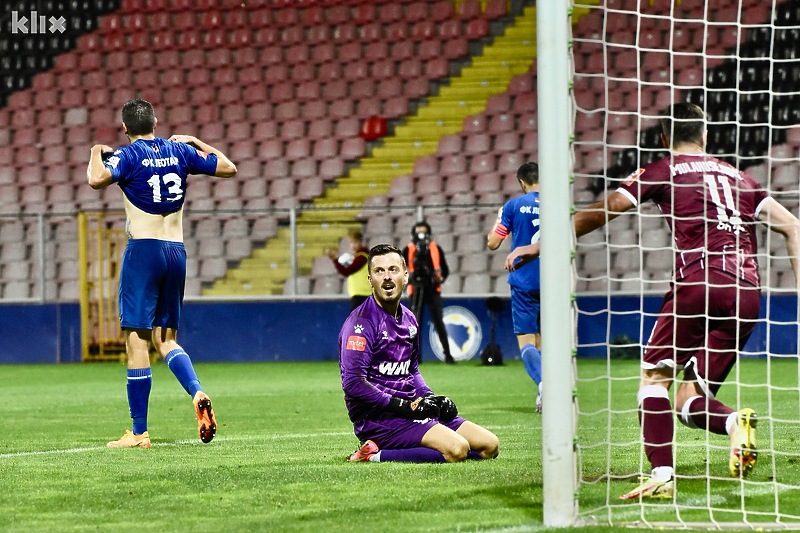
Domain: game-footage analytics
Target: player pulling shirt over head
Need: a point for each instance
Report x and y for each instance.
(152, 174)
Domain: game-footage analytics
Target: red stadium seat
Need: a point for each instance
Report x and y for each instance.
(362, 88)
(396, 31)
(266, 37)
(507, 142)
(286, 17)
(298, 149)
(364, 13)
(238, 131)
(287, 110)
(478, 144)
(429, 49)
(312, 16)
(337, 14)
(416, 12)
(347, 127)
(402, 50)
(371, 32)
(501, 123)
(353, 148)
(469, 9)
(282, 92)
(331, 168)
(376, 51)
(450, 29)
(496, 9)
(329, 71)
(350, 51)
(423, 31)
(395, 107)
(368, 107)
(416, 88)
(325, 148)
(293, 129)
(344, 33)
(310, 186)
(321, 128)
(442, 10)
(308, 91)
(388, 13)
(453, 164)
(342, 109)
(313, 110)
(437, 68)
(456, 48)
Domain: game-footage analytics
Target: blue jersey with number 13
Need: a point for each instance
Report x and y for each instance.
(521, 217)
(152, 173)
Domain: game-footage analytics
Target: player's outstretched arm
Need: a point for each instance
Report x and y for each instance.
(97, 174)
(522, 255)
(600, 213)
(781, 220)
(225, 167)
(495, 236)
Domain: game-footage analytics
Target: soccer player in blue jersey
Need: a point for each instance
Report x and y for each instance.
(519, 217)
(395, 415)
(152, 173)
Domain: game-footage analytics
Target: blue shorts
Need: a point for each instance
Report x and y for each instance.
(151, 282)
(525, 311)
(399, 433)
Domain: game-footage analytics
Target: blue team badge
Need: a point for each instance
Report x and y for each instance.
(463, 332)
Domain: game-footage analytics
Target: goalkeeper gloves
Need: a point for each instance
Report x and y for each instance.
(447, 409)
(417, 409)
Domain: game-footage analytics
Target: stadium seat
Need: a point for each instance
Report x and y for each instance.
(331, 168)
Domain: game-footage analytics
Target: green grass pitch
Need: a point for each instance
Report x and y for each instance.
(278, 462)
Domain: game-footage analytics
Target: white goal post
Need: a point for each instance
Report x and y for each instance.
(606, 69)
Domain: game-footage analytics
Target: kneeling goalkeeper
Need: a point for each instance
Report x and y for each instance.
(395, 415)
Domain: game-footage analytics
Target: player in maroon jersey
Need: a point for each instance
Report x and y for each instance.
(713, 304)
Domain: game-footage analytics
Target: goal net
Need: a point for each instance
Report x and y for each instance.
(740, 61)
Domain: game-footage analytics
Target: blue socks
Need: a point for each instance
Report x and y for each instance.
(179, 363)
(140, 380)
(532, 359)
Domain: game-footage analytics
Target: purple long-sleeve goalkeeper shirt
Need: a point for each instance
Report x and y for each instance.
(379, 358)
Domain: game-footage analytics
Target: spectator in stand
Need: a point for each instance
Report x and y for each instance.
(354, 268)
(427, 268)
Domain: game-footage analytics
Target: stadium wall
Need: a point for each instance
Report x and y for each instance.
(306, 330)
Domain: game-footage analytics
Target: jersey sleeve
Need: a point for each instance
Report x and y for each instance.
(644, 183)
(355, 346)
(197, 161)
(118, 164)
(503, 228)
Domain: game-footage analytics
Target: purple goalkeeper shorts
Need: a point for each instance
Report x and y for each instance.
(397, 433)
(703, 322)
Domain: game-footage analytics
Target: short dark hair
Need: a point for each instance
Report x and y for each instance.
(529, 173)
(384, 249)
(423, 224)
(139, 117)
(683, 123)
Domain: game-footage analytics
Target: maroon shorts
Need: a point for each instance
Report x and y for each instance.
(397, 433)
(705, 319)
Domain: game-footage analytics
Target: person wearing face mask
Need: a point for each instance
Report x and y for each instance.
(427, 270)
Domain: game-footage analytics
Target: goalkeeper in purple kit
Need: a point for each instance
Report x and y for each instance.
(395, 415)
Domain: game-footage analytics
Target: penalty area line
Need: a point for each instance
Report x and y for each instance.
(195, 442)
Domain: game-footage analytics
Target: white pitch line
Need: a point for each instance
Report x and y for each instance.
(194, 442)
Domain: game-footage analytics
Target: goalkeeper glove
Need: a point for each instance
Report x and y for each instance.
(418, 409)
(447, 409)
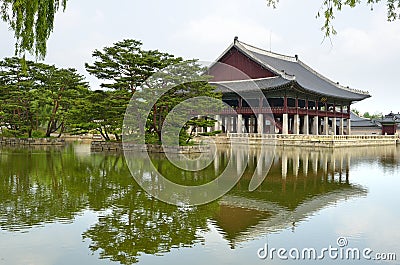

:::::

Task instructions. From the data above, pull out every line that contains the string "sleeve", and treat uppercase and lowercase letters as different when matching.

The response.
Target: purple long-sleeve goalkeeper shirt
Target: jersey sleeve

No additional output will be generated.